Required work | The data below should be restated word for word, with every picture omitted.

## START Provided data

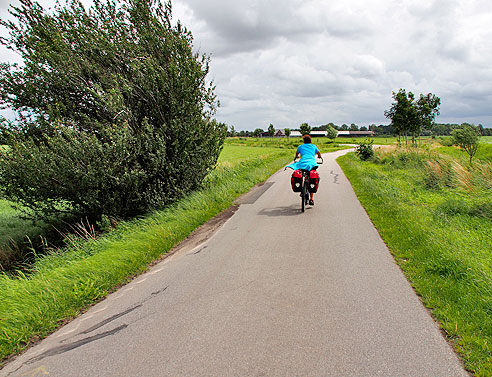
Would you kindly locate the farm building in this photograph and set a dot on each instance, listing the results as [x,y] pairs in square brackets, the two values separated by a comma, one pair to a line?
[355,133]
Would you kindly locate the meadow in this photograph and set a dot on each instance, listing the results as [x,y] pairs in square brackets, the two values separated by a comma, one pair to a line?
[434,211]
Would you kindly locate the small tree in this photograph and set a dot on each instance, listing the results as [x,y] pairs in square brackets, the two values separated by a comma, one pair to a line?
[305,129]
[257,132]
[467,138]
[331,133]
[364,150]
[411,116]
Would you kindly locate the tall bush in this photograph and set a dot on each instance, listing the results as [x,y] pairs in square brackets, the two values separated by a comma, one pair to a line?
[114,109]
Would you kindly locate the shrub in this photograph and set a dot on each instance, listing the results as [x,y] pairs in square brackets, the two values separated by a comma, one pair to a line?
[114,110]
[468,139]
[364,150]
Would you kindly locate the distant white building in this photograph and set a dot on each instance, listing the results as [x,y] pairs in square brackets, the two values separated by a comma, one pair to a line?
[318,133]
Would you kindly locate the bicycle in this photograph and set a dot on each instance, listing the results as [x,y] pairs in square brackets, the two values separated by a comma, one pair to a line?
[303,185]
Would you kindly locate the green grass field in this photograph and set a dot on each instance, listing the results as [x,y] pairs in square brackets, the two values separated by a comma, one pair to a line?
[324,144]
[437,225]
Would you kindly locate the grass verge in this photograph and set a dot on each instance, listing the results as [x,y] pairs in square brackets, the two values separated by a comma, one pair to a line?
[65,282]
[439,234]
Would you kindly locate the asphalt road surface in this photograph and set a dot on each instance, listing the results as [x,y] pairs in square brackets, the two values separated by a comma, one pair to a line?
[274,292]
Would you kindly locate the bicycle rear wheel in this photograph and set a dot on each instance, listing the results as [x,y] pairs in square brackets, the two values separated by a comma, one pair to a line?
[303,195]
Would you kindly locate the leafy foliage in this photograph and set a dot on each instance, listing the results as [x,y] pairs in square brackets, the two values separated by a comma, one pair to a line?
[305,129]
[331,133]
[364,150]
[114,109]
[467,138]
[410,116]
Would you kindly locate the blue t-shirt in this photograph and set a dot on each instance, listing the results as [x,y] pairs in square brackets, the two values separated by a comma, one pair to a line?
[308,160]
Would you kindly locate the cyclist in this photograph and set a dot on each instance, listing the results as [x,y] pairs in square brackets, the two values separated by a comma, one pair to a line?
[307,152]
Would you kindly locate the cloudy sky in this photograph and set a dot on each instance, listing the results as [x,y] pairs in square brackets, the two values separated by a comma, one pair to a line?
[318,61]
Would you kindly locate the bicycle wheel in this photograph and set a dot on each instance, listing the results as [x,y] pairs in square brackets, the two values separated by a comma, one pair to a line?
[304,193]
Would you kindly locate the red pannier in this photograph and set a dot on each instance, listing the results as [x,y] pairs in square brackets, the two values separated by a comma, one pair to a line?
[296,180]
[313,181]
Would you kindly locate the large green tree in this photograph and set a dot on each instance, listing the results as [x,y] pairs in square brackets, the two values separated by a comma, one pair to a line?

## END Provided data

Response |
Would you kindly locate the farm building in this photograph and set a dot on each instance, listing the results as [x,y] pairs in square brackets, the two values separated by a comma, one pair to a line?
[355,133]
Would you kindly locate the meadow in this photograph and set a dot on each instance, listing the results as [x,y] pairs in square brackets, the two values separated by a comma, one pair to a line?
[434,211]
Would you kindly locate the small tree in this photograph and set a dot on each instance, listing the results as [x,y] pairs in square brackets, the two values separated by a comma, one pair to a line?
[305,129]
[257,132]
[467,138]
[331,133]
[364,150]
[411,116]
Would you kindly locate the tall bush in this photograph and set a dot on each instance, listing the results as [x,y] pairs in square brackets, the two values separated by a comma, one pair to a line?
[114,109]
Would you kindly locate the shrub in this photograph and set a dot on each instance, listing the results as [x,y] pairs in square brackets, the two values separated by a comma, one pair to a line?
[114,110]
[468,139]
[364,150]
Would you kindly locate the distant white building in this photograph and set a dot on each instance, listing the results as [x,y] pairs in square brackets, the two values separated by a comma, one pair to a line?
[318,133]
Would you kindly locate the bicycle in this photograph and set a dot on each instance, listing the results as [x,y] pairs in square brackets, the two values separated by a comma, one pair to a line?
[303,185]
Would you kindly locate the green grass field in this photograph and set a dot on each instance, listing the results as [x,y] pairs in square brackets, the two values separated by a comma, one pair to a line?
[324,144]
[437,225]
Would you kindly locate the grass verge in this photograph and set a dot on each instance, listing the results as [x,y] pairs in square brackets, the two values separated by a comma, one pair to a line?
[65,282]
[439,234]
Would you kindly locate the asphalt road surface in this photograph and set a dot on each instance, listing the results as [x,y] pairs in square brackets, the two values separated by a comma, one pair to a line?
[274,292]
Would you kindly locate the bicycle rear wheel in this photograph and set a dot on each instance, listing the results as [x,y] pairs in square brackets, the two values separated by a comma, one pair to a line?
[303,195]
Would you kindly locate the leafy foliage in this photograph and set a dot on each instance, listing the results as [x,y] pairs in square brackets, the two values separated by a comma, one pair to a line?
[305,129]
[331,133]
[364,150]
[114,109]
[467,138]
[410,116]
Would you kindly locate the blue t-shirt in this photograph and set a dot on each instance, listing the results as [x,y] pairs in square brackets, the two values separated by a comma, one pair to a line?
[308,160]
Would you kindly locate the cyclist in this photograph and set a dot on each instance, listing the results as [x,y] pairs in square brackets, the two values separated by a comma, one pair to a line?
[307,152]
Would you kindly locate the cloudy sky in this photograph and set a dot on each instance, listing the results as [x,y] pairs in square brackets, the two values separated by a comma, one pair to a line?
[318,61]
Would you kindly locate the bicycle wheel in this photograph and set a dot on each instance, listing the results as [x,y] pairs in square brackets, the two values separated by a comma, one pair to a line?
[304,193]
Would you kindly locate the red pannier in this photograph and set a dot on each instance, listing the results as [x,y] pairs in square brackets, the two values separated by a comma, one pair to a line?
[296,180]
[313,181]
Would you kindly locate the large green tree in this photograph and set a dot on each instance, listing the results as [x,y] pairs in square brackets, the two values separated by a comma, one pair to a line?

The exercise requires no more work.